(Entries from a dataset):

####################

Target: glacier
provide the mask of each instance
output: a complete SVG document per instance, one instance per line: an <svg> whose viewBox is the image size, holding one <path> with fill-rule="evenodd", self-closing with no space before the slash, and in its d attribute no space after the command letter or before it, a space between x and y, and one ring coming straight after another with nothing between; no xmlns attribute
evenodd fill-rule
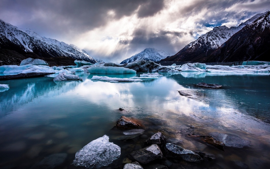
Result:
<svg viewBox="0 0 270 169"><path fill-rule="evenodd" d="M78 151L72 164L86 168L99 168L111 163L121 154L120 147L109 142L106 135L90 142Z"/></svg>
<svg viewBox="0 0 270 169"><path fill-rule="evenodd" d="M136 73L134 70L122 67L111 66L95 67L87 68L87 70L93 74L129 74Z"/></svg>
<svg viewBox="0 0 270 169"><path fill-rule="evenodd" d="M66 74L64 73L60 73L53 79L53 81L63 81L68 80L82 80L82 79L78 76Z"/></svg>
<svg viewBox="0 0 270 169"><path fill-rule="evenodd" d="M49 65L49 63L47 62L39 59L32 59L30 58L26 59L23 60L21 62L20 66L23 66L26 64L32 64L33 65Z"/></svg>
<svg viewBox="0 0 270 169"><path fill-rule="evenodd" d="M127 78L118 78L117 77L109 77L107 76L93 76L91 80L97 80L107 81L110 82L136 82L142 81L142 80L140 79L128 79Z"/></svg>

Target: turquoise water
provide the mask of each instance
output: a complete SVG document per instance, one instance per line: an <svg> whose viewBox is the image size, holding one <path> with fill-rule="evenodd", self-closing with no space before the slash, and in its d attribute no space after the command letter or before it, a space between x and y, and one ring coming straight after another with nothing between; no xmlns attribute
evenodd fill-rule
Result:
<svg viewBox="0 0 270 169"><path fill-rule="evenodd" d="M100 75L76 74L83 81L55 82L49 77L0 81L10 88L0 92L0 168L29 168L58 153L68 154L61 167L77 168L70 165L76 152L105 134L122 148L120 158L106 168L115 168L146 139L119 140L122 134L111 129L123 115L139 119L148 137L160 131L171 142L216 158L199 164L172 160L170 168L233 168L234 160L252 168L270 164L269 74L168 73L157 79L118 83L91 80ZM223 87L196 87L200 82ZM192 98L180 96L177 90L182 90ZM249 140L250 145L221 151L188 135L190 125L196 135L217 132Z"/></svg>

####################

(Prompt):
Please write out all the items again with "Target" switched to "Label" and nothing else altered. Leave the pictures out.

(Result of this exercise):
Label: glacier
provide the mask of each instance
output: a complete SVG document per instance, one instance per line: an <svg> whose viewBox is the image size, holding one <path> with fill-rule="evenodd", self-closing with no space before the slash, and in its d attribute no space after the command letter or before it, a space between x and y, and one ring coming straight after another with nothing between; no xmlns attribute
evenodd fill-rule
Result:
<svg viewBox="0 0 270 169"><path fill-rule="evenodd" d="M78 151L72 164L86 168L99 168L111 163L121 154L120 147L109 142L106 135L90 142Z"/></svg>
<svg viewBox="0 0 270 169"><path fill-rule="evenodd" d="M136 73L134 70L122 67L111 66L95 67L87 68L87 70L93 74L129 74Z"/></svg>
<svg viewBox="0 0 270 169"><path fill-rule="evenodd" d="M66 74L64 73L60 73L53 79L53 81L63 81L68 80L82 80L82 79L78 76Z"/></svg>
<svg viewBox="0 0 270 169"><path fill-rule="evenodd" d="M49 65L49 63L47 62L39 59L32 59L30 58L26 59L23 60L21 62L20 66L23 66L26 64L32 64L33 65Z"/></svg>
<svg viewBox="0 0 270 169"><path fill-rule="evenodd" d="M127 78L118 78L117 77L109 77L107 76L93 76L91 80L97 80L107 81L110 82L136 82L142 81L142 80L140 79L128 79Z"/></svg>

Label: turquoise water
provide the mask of each instance
output: a complete SVG document per instance, one instance per line: an <svg> whose viewBox is the image size, holding one <path> with fill-rule="evenodd", self-closing with no space before the slash, and in its d attribute no space after the command letter or before it, a space between x and y, and one ring coming straight after another with nothing between; no xmlns attribute
evenodd fill-rule
Result:
<svg viewBox="0 0 270 169"><path fill-rule="evenodd" d="M100 75L76 74L83 81L55 82L49 77L0 81L10 88L0 92L0 168L29 168L58 153L68 154L61 167L77 168L70 165L76 152L105 134L122 148L120 158L106 168L115 168L146 139L119 140L122 134L111 129L123 115L139 119L148 137L160 131L171 142L216 158L199 164L172 160L170 168L233 168L234 160L252 168L270 164L269 74L168 73L157 79L118 83L91 80ZM223 87L196 87L200 82ZM192 98L180 96L177 90L182 90ZM249 140L250 145L221 151L188 135L190 125L196 135L217 132Z"/></svg>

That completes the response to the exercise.